* _Obiettivo 1_: Ricopia integralmente il brano sulla multa per eccesso di velocità rilevata tramite tachigrafo.
··· Brano da leggere ···
Un’ulteriore prova in questo senso giunge dalla sentenza emessa in questi giorni dal giudice di pace di Lamezia Terme, in una causa contro la Prefettura di Catanzaro gestita dall’esperto avvocato Roberto Iacovacci.

Il ricorso riguardava una multa per eccesso di velocità ex art.142, 8° comma, Codice della Strada. L’autotrasportatore ne chiedeva l’annullamento per illegittimità in quanto rilevata tramite tachigrafo e anche per la presenza di vizi formali (mancato rispetto dei termini per l’emissione, redazione del verbale a mano, non indicazione dei limiti di tollerabilità, ma soprattutto mancata omologazione dello strumento di verifica utilizzato). All’udienza la Prefettura non interveniva e nemmeno produceva documentazione.

Secondo il giudice di pace attualmente «la possibilità e/o legittimità di rilevare la velocità tramite le risultanze del tachigrafo è una questione irrisolta». Questo perché – spiega – da un lato esiste un Regolamento europeo che lo vieta, disponendo che anche l’Italia debba adeguarsi, ma dall’altro tale norma non è vincolante in assenza di leggi o regolamenti di recepimento. Tuttavia – aggiunge ancora l’organo giudicante – l’assenza di verifiche periodiche di funzionamento e di taratura del cronotachigrafo può pregiudicare l’affidabilità del dispositivo: “Qualsiasi strumento di misura, specie se elettronico, è soggetto a variazioni delle sue caratteristiche – si legge nella sentenza – e quindi a mutamenti dovute ad invecchiamento delle proprie componenti e ad urti, vibrazioni, shock meccanici e termici”,

Tutto ciò pregiudica non solo l’affidabilità, ma anche «la fede pubblica che si ripone in un settore come quello della sicurezza stradale, di rilevante rilievo sociale». Quello che conta perciò è un controllo di conformità esteso all’intero arco temporale di utilizzazione degli strumenti di misura, per garantire che «il funzionamento e la precisione nelle misurazioni siano contestuali al momento in cui la velocità viene rilevata, momento che potrebbe essere distanziato in modo significativo dalla data di omologazione e di taratura».
··· Voci ···
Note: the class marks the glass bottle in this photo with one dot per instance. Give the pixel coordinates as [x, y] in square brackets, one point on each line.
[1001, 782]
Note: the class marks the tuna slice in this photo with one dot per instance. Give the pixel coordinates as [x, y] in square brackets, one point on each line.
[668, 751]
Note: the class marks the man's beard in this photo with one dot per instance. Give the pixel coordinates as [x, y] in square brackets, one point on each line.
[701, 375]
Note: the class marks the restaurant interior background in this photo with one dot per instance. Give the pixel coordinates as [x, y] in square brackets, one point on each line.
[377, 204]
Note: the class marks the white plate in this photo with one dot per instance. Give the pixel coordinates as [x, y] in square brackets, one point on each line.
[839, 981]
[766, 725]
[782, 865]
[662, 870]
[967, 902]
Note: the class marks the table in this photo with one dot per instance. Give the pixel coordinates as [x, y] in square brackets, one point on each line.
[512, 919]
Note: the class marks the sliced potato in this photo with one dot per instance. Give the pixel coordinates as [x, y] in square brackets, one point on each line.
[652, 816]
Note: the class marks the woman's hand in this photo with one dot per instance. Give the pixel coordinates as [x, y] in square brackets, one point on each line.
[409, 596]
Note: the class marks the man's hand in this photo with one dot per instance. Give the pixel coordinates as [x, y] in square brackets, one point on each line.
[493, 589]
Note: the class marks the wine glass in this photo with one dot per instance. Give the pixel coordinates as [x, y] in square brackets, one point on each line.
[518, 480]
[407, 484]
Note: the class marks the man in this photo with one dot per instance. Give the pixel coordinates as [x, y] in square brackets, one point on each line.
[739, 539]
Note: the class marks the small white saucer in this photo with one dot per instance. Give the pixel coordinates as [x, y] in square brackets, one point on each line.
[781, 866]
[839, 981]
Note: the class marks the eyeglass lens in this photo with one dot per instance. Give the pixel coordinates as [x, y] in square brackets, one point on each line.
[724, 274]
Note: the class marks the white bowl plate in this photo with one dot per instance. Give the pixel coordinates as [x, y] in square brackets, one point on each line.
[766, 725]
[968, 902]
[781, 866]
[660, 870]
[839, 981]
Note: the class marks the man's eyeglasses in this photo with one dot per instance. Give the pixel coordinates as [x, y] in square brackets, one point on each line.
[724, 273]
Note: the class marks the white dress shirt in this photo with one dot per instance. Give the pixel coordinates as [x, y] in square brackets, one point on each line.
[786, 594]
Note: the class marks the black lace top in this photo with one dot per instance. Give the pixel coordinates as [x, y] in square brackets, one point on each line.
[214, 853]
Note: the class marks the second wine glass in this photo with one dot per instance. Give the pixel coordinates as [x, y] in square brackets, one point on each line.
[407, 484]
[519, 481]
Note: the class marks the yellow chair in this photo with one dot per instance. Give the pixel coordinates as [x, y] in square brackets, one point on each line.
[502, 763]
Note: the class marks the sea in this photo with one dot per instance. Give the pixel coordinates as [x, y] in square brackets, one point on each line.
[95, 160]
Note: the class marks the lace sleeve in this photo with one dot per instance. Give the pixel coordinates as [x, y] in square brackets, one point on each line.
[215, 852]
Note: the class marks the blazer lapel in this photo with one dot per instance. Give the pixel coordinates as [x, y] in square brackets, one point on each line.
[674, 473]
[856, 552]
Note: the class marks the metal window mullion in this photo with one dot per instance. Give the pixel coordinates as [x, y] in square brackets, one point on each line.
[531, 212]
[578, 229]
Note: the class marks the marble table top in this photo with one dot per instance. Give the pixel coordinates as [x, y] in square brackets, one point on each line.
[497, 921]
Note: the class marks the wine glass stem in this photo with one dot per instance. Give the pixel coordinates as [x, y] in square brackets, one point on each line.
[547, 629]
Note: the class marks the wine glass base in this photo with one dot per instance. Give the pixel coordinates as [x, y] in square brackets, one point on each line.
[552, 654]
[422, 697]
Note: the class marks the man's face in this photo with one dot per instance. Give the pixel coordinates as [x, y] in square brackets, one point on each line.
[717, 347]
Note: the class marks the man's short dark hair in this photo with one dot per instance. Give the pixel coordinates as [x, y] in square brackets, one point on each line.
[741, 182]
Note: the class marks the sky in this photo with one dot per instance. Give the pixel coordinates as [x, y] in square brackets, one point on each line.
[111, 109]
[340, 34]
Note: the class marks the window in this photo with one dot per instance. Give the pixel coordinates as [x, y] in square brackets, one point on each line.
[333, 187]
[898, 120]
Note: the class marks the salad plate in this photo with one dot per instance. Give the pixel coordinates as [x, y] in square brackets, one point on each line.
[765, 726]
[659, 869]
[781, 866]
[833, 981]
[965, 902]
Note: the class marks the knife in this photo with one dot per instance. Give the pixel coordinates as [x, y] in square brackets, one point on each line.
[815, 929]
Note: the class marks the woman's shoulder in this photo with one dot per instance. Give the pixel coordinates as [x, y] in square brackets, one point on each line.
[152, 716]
···
* _Obiettivo 2_: Riporta sotto forma di lista numerata tutto ciò che nell'elenco va dalla riga contenente "Note: the class marks the window" giù fino alla fine dell'elenco, estremi compresi e righe vuote escluse.

* _Risposta corretta 1_:
Un’ulteriore prova in questo senso giunge dalla sentenza emessa in questi giorni dal giudice di pace di Lamezia Terme, in una causa contro la Prefettura di Catanzaro gestita dall’esperto avvocato Roberto Iacovacci.

Il ricorso riguardava una multa per eccesso di velocità ex art.142, 8° comma, Codice della Strada. L’autotrasportatore ne chiedeva l’annullamento per illegittimità in quanto rilevata tramite tachigrafo e anche per la presenza di vizi formali (mancato rispetto dei termini per l’emissione, redazione del verbale a mano, non indicazione dei limiti di tollerabilità, ma soprattutto mancata omologazione dello strumento di verifica utilizzato). All’udienza la Prefettura non interveniva e nemmeno produceva documentazione.

Secondo il giudice di pace attualmente «la possibilità e/o legittimità di rilevare la velocità tramite le risultanze del tachigrafo è una questione irrisolta». Questo perché – spiega – da un lato esiste un Regolamento europeo che lo vieta, disponendo che anche l’Italia debba adeguarsi, ma dall’altro tale norma non è vincolante in assenza di leggi o regolamenti di recepimento. Tuttavia – aggiunge ancora l’organo giudicante – l’assenza di verifiche periodiche di funzionamento e di taratura del cronotachigrafo può pregiudicare l’affidabilità del dispositivo: “Qualsiasi strumento di misura, specie se elettronico, è soggetto a variazioni delle sue caratteristiche – si legge nella sentenza – e quindi a mutamenti dovute ad invecchiamento delle proprie componenti e ad urti, vibrazioni, shock meccanici e termici”,

Tutto ciò pregiudica non solo l’affidabilità, ma anche «la fede pubblica che si ripone in un settore come quello della sicurezza stradale, di rilevante rilievo sociale». Quello che conta perciò è un controllo di conformità esteso all’intero arco temporale di utilizzazione degli strumenti di misura, per garantire che «il funzionamento e la precisione nelle misurazioni siano contestuali al momento in cui la velocità viene rilevata, momento che potrebbe essere distanziato in modo significativo dalla data di omologazione e di taratura».

* _Risposta corretta 2_:
1. Note: the class marks the window in this photo with one dot per instance. Give the pixel coordinates as [x, y] in square brackets, one point on each line.
2. [333, 187]
3. [898, 120]
4. Note: the class marks the salad plate in this photo with one dot per instance. Give the pixel coordinates as [x, y] in square brackets, one point on each line.
5. [765, 726]
6. [659, 869]
7. [781, 866]
8. [833, 981]
9. [965, 902]
10. Note: the class marks the knife in this photo with one dot per instance. Give the pixel coordinates as [x, y] in square brackets, one point on each line.
11. [815, 929]
12. Note: the class marks the woman's shoulder in this photo with one dot per instance. Give the pixel coordinates as [x, y] in square brackets, one point on each line.
13. [152, 716]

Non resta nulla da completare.